Exercise aim:
From the post below, reproduce word for word the passage that begins with the words containing "But others go" and ends with "insight accompanying them.)".

Was I talking about you? No offense intended.

If I understand the chain of events:

--I post a timeline to the list and ask for additions and corrections

--A few people say: why are you using Goldman, you fool?

--I say, I made a mistake: some "facts" are controversial, so let's list
those differently (with an asterisk if you choose to keep them) and in any
case none of them are even important for my work.

But others go on with wicko and chickle stuff.

Independently, I give an example of "Savoy Truffle." I picked this one
specifically because it's generally thought to be completely "explained"
if I can use the word. And I give the extension which doesn't contradict
the conventional explanation, but expands it. Either it is right or wrong.
If it is wrong, I'd surely like to know. I have no particular mission in
being wrong.

But it takes a wee bit more to have a credible contribution than just


namecalling. (I guess I wouldn't mind the names if there was some content
or insight accompanying them.)

Why do people not want to know new things about the songs from those who
were there? In this case, we have new information from someone who was
there and some written collaborating evidence. I don't know why the knee
jerks so, and speculated that it was about the architypical nature that
Lennon has assumed.

Material provided:
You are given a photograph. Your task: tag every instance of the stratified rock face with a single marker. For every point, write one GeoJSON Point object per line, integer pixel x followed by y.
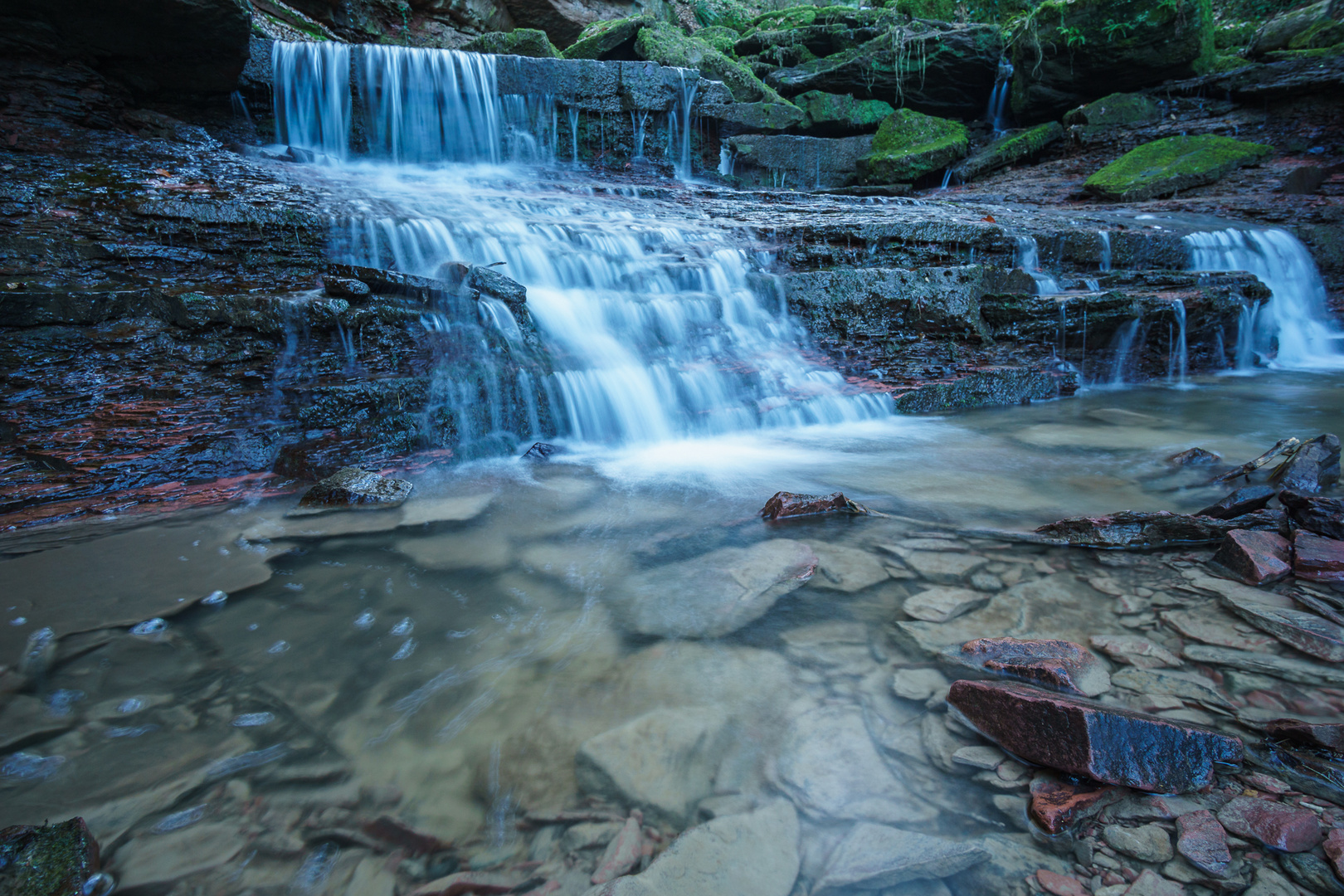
{"type": "Point", "coordinates": [155, 46]}
{"type": "Point", "coordinates": [1064, 56]}
{"type": "Point", "coordinates": [1166, 165]}
{"type": "Point", "coordinates": [1083, 738]}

Exercise solution:
But others go on with wicko and chickle stuff.

Independently, I give an example of "Savoy Truffle." I picked this one
specifically because it's generally thought to be completely "explained"
if I can use the word. And I give the extension which doesn't contradict
the conventional explanation, but expands it. Either it is right or wrong.
If it is wrong, I'd surely like to know. I have no particular mission in
being wrong.

But it takes a wee bit more to have a credible contribution than just


namecalling. (I guess I wouldn't mind the names if there was some content
or insight accompanying them.)